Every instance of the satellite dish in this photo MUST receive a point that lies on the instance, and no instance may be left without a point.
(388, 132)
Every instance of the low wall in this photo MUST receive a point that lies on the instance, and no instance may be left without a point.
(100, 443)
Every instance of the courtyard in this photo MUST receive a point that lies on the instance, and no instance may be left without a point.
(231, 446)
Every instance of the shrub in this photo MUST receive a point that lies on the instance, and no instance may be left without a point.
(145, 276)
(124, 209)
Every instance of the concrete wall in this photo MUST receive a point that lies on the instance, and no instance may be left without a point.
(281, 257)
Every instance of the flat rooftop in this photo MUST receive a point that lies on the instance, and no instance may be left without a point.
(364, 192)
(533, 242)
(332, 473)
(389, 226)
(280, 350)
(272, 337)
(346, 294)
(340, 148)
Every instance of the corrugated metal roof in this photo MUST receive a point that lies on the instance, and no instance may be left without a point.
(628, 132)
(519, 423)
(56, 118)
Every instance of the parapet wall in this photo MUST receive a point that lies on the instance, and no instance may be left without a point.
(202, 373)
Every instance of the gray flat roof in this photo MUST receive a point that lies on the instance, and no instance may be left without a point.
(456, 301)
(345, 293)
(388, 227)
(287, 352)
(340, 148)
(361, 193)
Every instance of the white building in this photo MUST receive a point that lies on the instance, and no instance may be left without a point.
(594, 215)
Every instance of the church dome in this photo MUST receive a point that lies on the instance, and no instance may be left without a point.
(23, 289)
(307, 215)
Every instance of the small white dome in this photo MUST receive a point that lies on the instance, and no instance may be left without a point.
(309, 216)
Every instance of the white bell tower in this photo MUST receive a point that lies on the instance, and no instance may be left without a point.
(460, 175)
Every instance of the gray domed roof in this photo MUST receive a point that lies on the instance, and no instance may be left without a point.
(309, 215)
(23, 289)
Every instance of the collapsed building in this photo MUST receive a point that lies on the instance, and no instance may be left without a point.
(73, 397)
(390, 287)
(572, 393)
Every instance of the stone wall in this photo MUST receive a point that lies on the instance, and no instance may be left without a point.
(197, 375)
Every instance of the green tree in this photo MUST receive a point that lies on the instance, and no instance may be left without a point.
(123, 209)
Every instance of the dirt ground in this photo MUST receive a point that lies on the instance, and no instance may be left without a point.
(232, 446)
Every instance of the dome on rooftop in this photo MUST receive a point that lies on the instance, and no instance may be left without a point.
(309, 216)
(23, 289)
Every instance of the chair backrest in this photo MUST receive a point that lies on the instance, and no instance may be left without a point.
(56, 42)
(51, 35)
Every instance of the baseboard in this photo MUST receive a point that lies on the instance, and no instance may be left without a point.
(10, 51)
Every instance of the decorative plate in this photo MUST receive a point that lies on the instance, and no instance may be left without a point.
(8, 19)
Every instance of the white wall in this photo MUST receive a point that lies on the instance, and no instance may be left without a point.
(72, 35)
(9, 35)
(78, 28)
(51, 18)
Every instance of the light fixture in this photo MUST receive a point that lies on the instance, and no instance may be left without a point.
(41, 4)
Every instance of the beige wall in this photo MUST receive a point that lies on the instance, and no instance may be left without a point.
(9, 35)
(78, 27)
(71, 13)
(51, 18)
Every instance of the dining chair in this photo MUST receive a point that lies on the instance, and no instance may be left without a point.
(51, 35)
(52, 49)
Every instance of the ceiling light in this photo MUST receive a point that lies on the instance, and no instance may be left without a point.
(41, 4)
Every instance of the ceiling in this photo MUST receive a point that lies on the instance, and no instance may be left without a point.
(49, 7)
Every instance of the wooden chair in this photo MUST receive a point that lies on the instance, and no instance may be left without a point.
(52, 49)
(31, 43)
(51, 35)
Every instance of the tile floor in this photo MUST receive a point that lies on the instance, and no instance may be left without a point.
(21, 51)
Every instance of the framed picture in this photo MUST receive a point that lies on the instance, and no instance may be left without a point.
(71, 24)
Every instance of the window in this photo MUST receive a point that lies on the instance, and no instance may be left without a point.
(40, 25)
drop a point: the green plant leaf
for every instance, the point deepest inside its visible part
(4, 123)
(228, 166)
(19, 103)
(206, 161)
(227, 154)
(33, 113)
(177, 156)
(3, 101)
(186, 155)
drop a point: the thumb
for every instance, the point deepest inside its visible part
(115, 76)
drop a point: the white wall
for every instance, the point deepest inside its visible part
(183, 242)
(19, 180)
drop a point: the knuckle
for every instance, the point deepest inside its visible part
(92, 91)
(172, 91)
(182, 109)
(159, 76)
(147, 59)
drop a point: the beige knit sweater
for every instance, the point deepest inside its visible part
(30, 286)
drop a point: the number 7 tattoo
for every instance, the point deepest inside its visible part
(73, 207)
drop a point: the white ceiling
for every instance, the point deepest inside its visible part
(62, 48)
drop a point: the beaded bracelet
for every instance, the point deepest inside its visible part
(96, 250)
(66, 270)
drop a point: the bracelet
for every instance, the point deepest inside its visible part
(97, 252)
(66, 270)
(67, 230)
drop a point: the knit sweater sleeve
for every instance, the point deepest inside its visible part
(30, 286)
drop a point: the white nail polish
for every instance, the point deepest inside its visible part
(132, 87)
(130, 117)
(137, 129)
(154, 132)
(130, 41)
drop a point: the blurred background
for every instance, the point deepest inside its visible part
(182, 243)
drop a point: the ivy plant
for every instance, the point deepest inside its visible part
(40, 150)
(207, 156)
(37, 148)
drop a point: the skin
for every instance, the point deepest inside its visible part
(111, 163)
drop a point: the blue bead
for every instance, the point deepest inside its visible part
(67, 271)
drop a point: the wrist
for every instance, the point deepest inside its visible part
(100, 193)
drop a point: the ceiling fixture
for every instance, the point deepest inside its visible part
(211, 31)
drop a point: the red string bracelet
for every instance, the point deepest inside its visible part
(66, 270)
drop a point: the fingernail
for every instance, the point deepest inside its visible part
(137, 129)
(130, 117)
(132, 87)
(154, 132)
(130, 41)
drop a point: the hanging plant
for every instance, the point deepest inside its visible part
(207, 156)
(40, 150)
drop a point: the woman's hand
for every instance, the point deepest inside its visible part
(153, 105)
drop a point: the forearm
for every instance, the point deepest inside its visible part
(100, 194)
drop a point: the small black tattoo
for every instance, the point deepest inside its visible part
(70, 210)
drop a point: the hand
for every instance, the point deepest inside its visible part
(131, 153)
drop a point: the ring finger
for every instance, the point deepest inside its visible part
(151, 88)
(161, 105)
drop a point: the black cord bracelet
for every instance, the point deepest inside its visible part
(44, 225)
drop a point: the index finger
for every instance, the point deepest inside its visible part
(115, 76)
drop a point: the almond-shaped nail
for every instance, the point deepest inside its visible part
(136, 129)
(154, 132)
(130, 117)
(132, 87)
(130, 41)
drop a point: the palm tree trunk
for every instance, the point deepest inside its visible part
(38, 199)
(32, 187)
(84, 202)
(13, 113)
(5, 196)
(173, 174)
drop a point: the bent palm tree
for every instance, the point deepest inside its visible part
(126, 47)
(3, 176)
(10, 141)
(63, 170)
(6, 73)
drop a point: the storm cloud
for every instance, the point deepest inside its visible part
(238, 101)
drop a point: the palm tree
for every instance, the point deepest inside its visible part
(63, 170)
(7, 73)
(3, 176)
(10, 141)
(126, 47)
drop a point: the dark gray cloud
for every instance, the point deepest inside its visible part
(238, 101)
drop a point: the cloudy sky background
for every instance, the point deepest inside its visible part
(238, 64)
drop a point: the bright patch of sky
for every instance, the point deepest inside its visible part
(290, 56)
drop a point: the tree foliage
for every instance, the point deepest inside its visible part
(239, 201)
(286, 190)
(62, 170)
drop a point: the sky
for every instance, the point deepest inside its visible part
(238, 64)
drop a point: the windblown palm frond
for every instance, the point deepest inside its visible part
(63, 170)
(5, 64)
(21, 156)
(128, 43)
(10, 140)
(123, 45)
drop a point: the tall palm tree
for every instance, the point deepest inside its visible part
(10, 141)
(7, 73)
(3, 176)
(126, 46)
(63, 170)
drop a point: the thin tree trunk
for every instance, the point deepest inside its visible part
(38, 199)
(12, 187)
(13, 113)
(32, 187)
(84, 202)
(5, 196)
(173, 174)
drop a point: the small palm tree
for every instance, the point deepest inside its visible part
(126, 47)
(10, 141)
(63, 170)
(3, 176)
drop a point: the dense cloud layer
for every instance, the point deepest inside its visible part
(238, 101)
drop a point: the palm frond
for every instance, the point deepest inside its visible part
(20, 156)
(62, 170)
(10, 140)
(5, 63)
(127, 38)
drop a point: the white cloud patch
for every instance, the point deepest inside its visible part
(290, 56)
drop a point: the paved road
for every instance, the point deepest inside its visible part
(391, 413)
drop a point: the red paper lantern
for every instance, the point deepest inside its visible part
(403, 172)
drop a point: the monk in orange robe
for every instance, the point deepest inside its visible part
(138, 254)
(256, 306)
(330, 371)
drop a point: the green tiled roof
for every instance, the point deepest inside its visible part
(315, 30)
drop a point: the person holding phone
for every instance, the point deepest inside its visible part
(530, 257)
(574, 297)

********************

Nothing should appear in the answer except the lines above from the line with "drop a point: the beaded bracelet" through the line with "drop a point: the white nail polish", both included, written out exactly.

drop a point: the beaded bracelet
for every instance, the point deepest inside its visible part
(96, 250)
(66, 270)
drop a point: the bracelet
for every instance, the point deepest inside its visible part
(97, 252)
(66, 270)
(67, 230)
drop a point: the knit sweater sleeve
for every instance, the point deepest inside its visible part
(30, 286)
drop a point: the white nail polish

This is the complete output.